:: TASK DATA ::

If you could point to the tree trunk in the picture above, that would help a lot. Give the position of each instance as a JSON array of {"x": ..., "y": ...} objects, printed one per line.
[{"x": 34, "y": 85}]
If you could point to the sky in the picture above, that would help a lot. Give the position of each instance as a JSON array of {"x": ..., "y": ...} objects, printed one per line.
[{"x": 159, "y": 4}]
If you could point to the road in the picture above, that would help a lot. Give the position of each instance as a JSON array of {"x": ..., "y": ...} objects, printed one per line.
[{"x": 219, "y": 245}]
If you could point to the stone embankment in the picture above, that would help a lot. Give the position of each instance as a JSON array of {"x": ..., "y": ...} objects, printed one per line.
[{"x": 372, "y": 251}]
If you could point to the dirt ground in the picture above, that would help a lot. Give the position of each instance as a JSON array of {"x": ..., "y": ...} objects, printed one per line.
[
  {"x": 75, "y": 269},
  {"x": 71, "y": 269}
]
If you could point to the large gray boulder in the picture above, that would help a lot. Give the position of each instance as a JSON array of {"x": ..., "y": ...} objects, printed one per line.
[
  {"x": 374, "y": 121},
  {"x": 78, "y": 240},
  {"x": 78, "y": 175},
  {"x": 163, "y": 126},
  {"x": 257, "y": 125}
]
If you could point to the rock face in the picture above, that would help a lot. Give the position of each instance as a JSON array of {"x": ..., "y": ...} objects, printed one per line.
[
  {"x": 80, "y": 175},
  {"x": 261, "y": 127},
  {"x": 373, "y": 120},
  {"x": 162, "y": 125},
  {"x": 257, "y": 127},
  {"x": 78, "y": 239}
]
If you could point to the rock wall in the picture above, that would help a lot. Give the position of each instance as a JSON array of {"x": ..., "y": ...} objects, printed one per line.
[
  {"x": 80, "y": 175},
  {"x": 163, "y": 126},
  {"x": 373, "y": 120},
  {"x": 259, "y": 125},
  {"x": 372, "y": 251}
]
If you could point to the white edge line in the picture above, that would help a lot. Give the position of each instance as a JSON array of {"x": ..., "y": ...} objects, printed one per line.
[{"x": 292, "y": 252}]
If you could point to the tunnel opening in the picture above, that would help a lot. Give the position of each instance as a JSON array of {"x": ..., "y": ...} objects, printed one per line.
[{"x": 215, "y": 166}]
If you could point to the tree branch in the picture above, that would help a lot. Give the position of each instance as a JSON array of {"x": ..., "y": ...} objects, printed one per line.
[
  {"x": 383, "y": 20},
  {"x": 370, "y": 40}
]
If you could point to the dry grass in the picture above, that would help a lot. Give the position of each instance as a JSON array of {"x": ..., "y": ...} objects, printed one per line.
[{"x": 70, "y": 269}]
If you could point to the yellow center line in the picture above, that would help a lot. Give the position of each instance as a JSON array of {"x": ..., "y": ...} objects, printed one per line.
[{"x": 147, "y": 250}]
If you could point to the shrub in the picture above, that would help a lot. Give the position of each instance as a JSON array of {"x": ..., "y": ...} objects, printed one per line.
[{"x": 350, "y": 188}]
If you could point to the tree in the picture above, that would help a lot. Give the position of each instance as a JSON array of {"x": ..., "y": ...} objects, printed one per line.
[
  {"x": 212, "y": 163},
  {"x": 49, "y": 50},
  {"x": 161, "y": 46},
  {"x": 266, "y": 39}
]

:::

| AIM OF THE TASK |
Using the entries above, give again each line from the one containing "If you could point to the shrub" through the last line, exactly and only those.

| ANSWER TO THIS EXERCISE |
If you could point to the shrub in the picture above, that would help a lot. Give the position of each instance as a JSON array of {"x": ..., "y": ...} objects, printed one per line.
[{"x": 350, "y": 188}]
If you could point to the tree in the picture above, that would help a lot. Give the position of each instance as a JSON array of {"x": ..., "y": ...} objects, printed one per line.
[
  {"x": 212, "y": 163},
  {"x": 49, "y": 50},
  {"x": 161, "y": 46},
  {"x": 266, "y": 39}
]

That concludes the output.